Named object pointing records
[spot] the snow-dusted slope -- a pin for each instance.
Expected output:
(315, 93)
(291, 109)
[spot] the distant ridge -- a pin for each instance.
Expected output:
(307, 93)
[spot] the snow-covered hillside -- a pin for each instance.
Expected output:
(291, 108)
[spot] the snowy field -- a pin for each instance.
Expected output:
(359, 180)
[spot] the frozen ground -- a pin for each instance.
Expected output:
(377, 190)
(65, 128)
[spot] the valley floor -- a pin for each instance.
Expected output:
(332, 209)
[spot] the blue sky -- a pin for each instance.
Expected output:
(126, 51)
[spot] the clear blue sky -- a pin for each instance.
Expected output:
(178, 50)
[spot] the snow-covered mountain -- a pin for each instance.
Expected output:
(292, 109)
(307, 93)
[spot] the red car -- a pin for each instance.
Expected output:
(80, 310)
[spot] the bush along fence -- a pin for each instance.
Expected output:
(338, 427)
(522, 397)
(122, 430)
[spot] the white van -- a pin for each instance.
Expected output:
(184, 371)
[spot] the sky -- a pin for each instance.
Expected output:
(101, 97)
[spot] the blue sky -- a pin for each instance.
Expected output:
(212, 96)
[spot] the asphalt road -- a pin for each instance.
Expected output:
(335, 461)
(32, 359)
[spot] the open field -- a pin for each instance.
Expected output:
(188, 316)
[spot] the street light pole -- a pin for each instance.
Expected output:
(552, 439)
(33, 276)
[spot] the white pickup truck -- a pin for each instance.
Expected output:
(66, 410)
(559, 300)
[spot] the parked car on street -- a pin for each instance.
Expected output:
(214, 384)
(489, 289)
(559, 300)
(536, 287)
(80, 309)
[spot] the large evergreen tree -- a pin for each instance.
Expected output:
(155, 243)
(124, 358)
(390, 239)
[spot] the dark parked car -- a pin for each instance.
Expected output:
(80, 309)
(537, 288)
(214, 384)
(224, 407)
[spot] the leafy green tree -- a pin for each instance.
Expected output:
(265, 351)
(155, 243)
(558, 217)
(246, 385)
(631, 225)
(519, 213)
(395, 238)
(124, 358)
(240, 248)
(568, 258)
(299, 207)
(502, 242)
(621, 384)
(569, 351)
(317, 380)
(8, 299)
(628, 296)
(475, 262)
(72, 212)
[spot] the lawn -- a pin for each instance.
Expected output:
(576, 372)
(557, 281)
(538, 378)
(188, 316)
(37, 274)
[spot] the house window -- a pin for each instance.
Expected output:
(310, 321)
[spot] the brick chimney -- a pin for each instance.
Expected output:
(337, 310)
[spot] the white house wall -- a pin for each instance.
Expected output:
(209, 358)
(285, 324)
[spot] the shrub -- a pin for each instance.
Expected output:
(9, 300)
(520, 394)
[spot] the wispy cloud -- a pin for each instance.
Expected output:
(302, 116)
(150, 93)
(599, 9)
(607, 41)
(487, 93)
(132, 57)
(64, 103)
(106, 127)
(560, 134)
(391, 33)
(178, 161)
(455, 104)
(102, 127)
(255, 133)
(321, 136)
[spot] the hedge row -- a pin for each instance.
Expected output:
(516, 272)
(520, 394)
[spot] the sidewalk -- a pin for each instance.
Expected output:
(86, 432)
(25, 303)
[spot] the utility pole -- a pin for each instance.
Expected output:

[PROBLEM STATEMENT] Update the records above by changing every "a pin for each instance" to "one pin per instance", and leave everything else as it is.

[PROBLEM SOLUTION]
[spot] the snow-dusted slope -- one pin per instance.
Expected output:
(315, 93)
(291, 109)
[spot] the distant ridge -- one pin per instance.
Expected output:
(307, 93)
[spot] the snow-covered hillside -- one pin per instance.
Expected output:
(291, 108)
[spot] the snowy field -- one pin per instance.
Expected output:
(359, 180)
[spot] the frozen ground -- one pin per instance.
Expected output:
(377, 190)
(65, 128)
[spot] the valley floor -- one pin per instance.
Expected output:
(332, 209)
[spot] the blue sky -- one pin per instance.
Expected output:
(126, 51)
[spot] the clear blue sky -- one pin per instance.
Expected output:
(178, 50)
[spot] the snow-covered mountain -- one pin per instance.
Expected output:
(292, 109)
(307, 93)
[spot] the red car -- one pin per instance.
Expected output:
(80, 310)
[spot] the bush along fence -- one pin per instance.
Expected output:
(338, 427)
(522, 397)
(122, 430)
[spot] the white van -- one pin per instance.
Expected output:
(184, 371)
[spot] the sky -- one pin per instance.
Expected output:
(101, 97)
[spot] the blue sky -- one pin per instance.
Expected output:
(212, 96)
[spot] the asphalt road -- one pin per instance.
Expected output:
(335, 461)
(32, 359)
[spot] the open field -- one pin per instance.
Expected output:
(188, 316)
[spot] the street light pole -- one pin per instance.
Expected output:
(552, 439)
(33, 276)
[spot] the white pickup truck -- one pin per instance.
Expected output:
(66, 410)
(559, 300)
[spot] the parked car on street -- one pin per instance.
Expected output:
(214, 384)
(489, 289)
(559, 300)
(536, 287)
(80, 309)
[spot] the large evergreen tree -- one pin per instance.
Expected output:
(155, 243)
(124, 358)
(390, 239)
[spot] the dark parked car -- one pin per instance.
Expected output:
(80, 309)
(537, 288)
(214, 384)
(224, 407)
[spot] the leafy green tree -- one pin per instance.
Expected output:
(265, 351)
(155, 243)
(558, 217)
(246, 385)
(631, 225)
(519, 213)
(395, 238)
(124, 358)
(240, 248)
(568, 258)
(299, 207)
(502, 242)
(621, 384)
(569, 351)
(317, 380)
(8, 299)
(628, 296)
(475, 262)
(72, 212)
[spot] the lawn -- one pin per instance.
Expected output:
(576, 372)
(557, 281)
(538, 378)
(188, 316)
(37, 274)
[spot] the house window -- one pin per instance.
Expected output:
(310, 321)
[spot] the brick chimney -- one pin per instance.
Expected output:
(337, 310)
[spot] the white house wall -- one pin per instance.
Expected output:
(209, 358)
(285, 324)
[spot] the shrub -- one pin per instance.
Expected output:
(9, 300)
(520, 394)
[spot] the wispy cloud -- one pin per instance.
Expected output:
(302, 116)
(150, 93)
(599, 9)
(607, 41)
(487, 93)
(132, 57)
(64, 103)
(106, 127)
(560, 134)
(391, 33)
(178, 161)
(455, 104)
(102, 127)
(255, 133)
(321, 136)
[spot] the hedge row -- one pin per instance.
Expected output:
(516, 272)
(520, 394)
[spot] the sidewalk -- one pin per instance.
Expected output:
(86, 432)
(25, 303)
[spot] the utility pole -- one pin per instance.
Expected output:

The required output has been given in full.